## Required action:
Exactly the lines from the opening of the data through the line containing "Spot the boardwalk" should be reproduced, please, with nothing added.

## Source data:
╔══
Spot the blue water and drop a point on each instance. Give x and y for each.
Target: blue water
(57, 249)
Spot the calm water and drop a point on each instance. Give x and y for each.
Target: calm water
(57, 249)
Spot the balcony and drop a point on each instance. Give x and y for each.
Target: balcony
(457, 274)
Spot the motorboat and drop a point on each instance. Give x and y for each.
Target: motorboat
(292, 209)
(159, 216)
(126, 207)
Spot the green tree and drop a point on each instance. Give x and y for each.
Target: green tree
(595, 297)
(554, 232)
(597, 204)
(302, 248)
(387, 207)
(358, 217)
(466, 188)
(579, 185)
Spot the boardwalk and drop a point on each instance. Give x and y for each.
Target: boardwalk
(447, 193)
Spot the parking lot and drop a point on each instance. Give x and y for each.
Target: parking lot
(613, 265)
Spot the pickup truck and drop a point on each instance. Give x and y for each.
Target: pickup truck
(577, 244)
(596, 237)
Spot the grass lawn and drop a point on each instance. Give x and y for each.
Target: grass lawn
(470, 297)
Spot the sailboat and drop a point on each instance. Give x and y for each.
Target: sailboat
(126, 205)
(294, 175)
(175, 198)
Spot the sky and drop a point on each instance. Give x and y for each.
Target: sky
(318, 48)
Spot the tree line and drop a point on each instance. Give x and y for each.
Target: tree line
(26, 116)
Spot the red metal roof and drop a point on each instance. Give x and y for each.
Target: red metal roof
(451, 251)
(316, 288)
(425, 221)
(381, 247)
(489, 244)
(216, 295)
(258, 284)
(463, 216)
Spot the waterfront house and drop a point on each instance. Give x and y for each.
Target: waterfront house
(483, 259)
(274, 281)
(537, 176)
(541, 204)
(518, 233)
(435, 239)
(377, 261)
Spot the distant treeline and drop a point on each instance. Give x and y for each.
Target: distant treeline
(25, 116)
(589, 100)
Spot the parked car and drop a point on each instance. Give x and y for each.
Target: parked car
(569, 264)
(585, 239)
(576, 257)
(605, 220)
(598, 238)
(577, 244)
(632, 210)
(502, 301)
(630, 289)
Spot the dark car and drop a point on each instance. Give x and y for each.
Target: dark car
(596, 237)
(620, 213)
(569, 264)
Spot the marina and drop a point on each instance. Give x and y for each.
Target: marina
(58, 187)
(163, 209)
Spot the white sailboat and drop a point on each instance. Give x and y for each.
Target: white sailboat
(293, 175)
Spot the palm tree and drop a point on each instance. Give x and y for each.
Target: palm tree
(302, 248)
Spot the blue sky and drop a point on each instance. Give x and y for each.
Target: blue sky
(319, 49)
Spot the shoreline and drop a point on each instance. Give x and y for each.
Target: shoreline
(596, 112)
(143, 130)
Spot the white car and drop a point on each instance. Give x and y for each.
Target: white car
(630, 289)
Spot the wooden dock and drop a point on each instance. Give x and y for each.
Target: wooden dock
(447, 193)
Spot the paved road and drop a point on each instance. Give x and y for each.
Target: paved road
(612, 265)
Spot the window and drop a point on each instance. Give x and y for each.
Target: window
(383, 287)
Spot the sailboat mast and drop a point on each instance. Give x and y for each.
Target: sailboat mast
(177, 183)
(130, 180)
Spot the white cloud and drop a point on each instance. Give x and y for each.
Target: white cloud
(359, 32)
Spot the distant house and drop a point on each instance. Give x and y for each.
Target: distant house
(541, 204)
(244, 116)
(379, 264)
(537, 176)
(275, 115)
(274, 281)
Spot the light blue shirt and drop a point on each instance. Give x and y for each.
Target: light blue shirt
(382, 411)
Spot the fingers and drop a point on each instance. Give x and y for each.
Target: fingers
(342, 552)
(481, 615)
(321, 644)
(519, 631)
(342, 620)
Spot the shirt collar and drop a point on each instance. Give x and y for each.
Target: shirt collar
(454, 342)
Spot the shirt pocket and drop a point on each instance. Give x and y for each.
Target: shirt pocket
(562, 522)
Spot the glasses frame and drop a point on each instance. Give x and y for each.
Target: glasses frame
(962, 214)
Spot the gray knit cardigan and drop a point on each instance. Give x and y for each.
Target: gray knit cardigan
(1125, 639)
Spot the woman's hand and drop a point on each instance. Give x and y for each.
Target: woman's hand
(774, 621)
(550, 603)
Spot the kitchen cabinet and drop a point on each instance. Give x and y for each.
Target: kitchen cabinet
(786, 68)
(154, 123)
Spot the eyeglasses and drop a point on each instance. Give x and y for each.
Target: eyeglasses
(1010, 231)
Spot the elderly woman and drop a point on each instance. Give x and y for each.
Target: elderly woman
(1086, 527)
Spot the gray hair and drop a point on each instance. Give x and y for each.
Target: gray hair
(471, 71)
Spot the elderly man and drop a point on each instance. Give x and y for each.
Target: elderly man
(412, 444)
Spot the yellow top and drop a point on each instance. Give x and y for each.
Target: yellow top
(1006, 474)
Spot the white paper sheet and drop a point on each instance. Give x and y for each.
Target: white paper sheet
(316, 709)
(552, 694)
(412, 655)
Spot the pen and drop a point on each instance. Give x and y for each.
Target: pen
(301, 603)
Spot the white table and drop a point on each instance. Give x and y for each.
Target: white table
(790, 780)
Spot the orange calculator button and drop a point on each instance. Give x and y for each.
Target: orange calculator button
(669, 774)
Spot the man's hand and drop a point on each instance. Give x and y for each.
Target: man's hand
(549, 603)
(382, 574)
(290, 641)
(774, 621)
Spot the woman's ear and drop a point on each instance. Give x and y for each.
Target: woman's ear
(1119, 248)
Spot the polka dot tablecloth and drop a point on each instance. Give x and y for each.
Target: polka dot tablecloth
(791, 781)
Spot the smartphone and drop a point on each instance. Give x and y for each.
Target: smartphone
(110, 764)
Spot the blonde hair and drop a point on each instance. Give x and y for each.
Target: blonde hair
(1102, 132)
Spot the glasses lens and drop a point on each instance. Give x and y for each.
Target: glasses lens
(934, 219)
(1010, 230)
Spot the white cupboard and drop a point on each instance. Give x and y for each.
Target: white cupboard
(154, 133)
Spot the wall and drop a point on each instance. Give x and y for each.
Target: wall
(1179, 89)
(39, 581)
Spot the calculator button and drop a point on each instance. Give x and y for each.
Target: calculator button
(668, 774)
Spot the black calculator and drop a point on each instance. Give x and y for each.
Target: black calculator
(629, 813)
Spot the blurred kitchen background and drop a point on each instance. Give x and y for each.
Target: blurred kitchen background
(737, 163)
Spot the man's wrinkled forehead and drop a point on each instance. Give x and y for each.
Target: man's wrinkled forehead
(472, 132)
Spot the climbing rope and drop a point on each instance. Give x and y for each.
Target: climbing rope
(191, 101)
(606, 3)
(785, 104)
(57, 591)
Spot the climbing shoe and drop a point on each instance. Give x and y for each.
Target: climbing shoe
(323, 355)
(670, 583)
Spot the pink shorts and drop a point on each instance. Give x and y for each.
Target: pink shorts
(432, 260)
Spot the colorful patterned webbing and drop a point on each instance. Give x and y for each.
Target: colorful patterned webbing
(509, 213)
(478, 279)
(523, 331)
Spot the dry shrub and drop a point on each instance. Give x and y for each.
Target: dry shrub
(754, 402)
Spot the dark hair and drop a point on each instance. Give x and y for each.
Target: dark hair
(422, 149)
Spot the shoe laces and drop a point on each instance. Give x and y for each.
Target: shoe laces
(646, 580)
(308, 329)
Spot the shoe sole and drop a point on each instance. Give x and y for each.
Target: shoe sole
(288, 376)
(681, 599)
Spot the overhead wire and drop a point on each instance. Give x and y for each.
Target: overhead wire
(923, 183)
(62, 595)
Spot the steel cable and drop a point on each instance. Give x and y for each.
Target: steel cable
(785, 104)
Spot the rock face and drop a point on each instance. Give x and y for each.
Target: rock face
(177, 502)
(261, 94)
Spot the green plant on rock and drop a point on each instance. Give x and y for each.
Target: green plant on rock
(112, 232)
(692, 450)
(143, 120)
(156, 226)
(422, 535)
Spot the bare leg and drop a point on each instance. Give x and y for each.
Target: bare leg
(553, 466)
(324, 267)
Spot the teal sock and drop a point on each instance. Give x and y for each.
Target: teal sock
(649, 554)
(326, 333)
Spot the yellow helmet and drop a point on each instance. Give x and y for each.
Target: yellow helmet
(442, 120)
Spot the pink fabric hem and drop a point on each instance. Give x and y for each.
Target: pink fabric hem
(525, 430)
╚══
## Answer box:
Spot the blue water and drop a point on each instance. Give x and y for each.
Target: blue water
(57, 249)
Spot the calm water and drop a point on each instance. Give x and y for each.
Target: calm water
(57, 249)
Spot the balcony and drop a point on each instance. Give x and y for each.
Target: balcony
(457, 274)
Spot the motorboat and drop a point on each instance. Give x and y for each.
Target: motorboat
(292, 209)
(159, 216)
(126, 207)
Spot the green tree and drop a point on each instance. Give x and y for each.
Target: green tree
(595, 297)
(554, 232)
(597, 204)
(302, 248)
(387, 207)
(358, 217)
(466, 188)
(579, 185)
Spot the boardwalk and drop a point on each instance. Give x and y for each.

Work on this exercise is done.